• PROBLEM DETAILS
Repeat the part of the listing that opens with the line containing "Where can the shredded" and closes with the line containing "<point>1241,15</point>", both of those lines included, copying it word for word.

[THE RECORDS start]

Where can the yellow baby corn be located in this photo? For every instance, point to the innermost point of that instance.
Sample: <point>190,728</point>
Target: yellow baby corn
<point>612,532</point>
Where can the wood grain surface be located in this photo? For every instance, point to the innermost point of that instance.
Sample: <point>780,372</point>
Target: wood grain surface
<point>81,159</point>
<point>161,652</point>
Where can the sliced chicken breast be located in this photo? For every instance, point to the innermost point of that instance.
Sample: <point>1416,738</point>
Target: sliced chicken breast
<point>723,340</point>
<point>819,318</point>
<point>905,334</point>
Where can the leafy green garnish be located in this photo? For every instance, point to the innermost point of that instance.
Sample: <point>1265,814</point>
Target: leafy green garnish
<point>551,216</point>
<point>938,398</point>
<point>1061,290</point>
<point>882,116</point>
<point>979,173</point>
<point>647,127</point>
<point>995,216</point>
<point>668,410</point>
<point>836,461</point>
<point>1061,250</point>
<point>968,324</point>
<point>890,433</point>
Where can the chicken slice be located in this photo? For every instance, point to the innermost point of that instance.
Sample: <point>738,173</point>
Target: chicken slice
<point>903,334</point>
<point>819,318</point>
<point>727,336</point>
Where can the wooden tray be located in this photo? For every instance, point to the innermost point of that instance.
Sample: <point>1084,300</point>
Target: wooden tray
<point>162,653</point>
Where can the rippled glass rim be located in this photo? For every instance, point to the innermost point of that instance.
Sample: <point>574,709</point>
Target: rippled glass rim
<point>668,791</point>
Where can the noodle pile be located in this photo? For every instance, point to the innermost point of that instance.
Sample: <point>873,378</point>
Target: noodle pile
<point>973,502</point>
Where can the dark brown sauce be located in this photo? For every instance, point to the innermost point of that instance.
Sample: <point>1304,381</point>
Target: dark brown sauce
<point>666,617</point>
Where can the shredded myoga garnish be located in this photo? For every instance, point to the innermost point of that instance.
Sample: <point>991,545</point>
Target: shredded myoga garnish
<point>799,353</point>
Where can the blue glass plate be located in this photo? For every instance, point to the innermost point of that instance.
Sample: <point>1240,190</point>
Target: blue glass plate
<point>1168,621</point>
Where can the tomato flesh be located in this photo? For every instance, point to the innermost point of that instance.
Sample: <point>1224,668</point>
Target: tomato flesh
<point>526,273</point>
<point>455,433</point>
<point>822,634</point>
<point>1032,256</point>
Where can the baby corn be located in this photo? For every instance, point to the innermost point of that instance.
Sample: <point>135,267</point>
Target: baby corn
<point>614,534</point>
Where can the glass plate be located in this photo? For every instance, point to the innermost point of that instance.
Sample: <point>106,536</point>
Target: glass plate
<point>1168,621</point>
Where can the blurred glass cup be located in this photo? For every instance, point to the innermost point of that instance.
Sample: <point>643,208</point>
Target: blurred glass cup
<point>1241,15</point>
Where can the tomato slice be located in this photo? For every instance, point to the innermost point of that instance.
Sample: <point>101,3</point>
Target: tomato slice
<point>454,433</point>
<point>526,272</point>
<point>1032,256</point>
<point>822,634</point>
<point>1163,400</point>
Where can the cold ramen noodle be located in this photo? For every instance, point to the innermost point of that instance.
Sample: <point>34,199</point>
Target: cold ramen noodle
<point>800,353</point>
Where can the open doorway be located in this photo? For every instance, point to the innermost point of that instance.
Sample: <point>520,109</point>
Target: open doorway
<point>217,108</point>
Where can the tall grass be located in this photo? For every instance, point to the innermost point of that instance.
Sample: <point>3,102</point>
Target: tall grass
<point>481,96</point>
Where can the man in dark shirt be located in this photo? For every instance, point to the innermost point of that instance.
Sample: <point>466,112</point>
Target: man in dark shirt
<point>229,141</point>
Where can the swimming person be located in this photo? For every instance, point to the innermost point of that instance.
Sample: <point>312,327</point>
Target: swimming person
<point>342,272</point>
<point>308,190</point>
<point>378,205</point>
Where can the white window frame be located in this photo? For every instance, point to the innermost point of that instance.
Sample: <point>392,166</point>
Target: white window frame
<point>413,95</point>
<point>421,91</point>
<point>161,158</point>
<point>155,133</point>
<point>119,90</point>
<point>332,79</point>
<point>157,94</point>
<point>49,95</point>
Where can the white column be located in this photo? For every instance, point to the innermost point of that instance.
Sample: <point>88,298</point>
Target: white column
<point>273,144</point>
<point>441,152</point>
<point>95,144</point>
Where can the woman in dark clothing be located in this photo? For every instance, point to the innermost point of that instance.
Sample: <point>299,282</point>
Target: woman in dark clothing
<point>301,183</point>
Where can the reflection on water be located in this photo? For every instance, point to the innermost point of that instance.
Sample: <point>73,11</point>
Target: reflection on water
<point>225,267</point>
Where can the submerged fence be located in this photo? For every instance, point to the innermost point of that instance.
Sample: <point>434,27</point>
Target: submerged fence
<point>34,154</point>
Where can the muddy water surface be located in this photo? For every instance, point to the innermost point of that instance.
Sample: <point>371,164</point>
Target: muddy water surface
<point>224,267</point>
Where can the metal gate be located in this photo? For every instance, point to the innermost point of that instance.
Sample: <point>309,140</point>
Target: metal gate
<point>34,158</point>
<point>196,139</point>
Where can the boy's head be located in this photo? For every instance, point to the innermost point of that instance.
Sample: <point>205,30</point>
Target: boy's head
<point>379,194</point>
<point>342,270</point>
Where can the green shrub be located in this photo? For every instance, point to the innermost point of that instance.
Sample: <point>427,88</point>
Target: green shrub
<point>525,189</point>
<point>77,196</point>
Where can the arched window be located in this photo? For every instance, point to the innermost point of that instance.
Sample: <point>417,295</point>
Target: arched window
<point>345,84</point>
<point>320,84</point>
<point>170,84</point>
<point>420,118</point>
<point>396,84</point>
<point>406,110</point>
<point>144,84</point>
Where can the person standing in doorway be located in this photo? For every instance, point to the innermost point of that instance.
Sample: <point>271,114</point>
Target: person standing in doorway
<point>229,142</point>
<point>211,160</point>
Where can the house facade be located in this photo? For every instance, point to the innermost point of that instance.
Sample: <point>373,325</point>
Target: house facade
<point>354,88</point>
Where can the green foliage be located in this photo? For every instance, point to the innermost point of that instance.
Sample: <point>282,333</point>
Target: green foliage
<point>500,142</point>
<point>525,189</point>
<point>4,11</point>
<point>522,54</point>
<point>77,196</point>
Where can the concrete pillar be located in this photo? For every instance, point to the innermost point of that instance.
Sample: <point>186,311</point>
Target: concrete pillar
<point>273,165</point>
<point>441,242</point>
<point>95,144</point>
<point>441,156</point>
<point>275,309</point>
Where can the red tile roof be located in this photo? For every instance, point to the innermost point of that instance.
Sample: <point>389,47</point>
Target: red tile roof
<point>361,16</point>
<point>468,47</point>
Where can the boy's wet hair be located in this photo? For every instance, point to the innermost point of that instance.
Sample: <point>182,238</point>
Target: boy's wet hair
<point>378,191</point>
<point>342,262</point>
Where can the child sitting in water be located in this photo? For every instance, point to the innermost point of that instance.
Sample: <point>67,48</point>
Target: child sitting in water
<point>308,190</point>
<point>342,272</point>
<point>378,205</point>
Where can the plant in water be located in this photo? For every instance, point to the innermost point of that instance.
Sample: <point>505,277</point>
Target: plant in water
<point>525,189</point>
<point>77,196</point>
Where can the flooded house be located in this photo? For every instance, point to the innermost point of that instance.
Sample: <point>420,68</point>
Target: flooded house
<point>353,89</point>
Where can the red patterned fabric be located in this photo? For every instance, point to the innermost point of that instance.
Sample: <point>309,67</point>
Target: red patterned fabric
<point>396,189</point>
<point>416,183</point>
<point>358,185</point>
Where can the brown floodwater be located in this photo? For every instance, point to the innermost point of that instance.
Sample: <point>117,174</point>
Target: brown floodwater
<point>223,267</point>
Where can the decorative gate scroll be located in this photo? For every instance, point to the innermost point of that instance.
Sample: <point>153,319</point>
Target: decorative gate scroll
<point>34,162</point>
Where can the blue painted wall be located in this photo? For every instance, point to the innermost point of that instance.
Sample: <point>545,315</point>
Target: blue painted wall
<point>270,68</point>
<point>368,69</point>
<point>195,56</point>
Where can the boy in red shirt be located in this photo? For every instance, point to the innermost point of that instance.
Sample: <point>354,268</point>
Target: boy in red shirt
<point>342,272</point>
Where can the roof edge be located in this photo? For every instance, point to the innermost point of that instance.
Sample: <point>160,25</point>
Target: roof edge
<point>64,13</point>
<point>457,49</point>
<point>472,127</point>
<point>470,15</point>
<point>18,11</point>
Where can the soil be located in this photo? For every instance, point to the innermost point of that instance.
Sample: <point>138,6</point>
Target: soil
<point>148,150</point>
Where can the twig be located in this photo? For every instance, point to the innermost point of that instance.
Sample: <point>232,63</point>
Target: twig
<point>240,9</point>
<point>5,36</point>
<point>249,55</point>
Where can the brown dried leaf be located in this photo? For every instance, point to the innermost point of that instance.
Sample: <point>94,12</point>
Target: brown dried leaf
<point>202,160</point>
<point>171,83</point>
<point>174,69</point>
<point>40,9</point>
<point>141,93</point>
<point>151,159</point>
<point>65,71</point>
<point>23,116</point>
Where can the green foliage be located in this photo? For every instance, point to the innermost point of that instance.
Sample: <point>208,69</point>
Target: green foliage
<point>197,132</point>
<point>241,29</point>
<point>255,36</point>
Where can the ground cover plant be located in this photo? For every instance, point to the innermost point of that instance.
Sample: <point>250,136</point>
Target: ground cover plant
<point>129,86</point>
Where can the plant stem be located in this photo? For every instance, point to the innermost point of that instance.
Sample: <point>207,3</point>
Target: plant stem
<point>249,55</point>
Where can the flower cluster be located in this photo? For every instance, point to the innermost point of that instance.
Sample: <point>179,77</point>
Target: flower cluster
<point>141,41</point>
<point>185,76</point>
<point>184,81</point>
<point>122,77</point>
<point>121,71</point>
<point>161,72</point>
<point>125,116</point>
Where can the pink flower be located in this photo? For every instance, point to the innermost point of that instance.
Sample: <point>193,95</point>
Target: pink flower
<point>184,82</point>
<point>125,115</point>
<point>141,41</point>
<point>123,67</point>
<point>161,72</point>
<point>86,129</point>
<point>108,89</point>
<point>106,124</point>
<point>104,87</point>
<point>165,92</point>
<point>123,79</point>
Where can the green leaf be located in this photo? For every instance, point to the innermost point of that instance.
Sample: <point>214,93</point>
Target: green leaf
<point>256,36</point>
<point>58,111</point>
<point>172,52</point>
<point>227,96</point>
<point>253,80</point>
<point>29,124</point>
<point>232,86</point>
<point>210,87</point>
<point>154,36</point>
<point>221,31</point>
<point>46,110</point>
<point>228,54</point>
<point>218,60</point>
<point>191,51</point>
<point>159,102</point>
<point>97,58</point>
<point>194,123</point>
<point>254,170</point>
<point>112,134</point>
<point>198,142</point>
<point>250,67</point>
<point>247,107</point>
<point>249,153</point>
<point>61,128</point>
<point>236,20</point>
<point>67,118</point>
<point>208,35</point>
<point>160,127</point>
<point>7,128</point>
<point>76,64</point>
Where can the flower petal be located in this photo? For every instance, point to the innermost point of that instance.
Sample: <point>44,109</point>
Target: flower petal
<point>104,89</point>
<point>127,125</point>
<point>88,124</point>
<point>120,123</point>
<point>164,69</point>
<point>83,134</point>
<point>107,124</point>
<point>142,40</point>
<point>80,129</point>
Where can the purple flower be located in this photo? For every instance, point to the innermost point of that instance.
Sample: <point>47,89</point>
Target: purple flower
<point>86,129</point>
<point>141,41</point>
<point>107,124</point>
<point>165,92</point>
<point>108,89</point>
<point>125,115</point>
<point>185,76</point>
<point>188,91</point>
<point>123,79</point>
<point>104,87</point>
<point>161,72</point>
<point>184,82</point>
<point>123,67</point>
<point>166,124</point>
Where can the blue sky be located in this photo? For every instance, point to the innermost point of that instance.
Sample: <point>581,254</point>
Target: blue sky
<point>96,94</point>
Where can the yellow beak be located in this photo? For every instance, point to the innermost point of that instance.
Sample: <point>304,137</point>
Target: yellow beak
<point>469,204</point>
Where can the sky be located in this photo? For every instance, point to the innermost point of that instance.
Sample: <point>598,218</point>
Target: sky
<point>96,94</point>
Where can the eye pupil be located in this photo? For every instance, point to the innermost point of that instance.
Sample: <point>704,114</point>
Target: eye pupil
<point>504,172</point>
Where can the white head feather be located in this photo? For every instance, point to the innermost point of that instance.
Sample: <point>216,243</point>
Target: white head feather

[THE RECORDS end]

• SOLUTION FOR THIS PROBLEM
Where can the shredded myoga garnish be located in this photo? For every instance, point to the innermost point of that instance.
Sample: <point>991,545</point>
Target: shredded myoga garnish
<point>799,353</point>
Where can the blue glass plate be located in this photo? For every instance, point to the innermost point of that instance.
Sample: <point>1240,190</point>
Target: blue glass plate
<point>1168,621</point>
Where can the tomato flesh be located in this photo? For every instance, point to the innermost point of that instance.
Sample: <point>1224,668</point>
Target: tomato flesh
<point>526,273</point>
<point>455,433</point>
<point>822,634</point>
<point>1032,256</point>
Where can the baby corn be located in this photo? For every instance, point to the innermost point of that instance.
Sample: <point>135,267</point>
Target: baby corn
<point>614,534</point>
Where can the glass plate be located in this photo? For every instance, point to the innermost point of that instance.
Sample: <point>106,536</point>
Target: glass plate
<point>1168,621</point>
Where can the blurred glass cup be located in this photo? For every instance, point to the innermost point of that instance.
Sample: <point>643,208</point>
Target: blurred glass cup
<point>1241,15</point>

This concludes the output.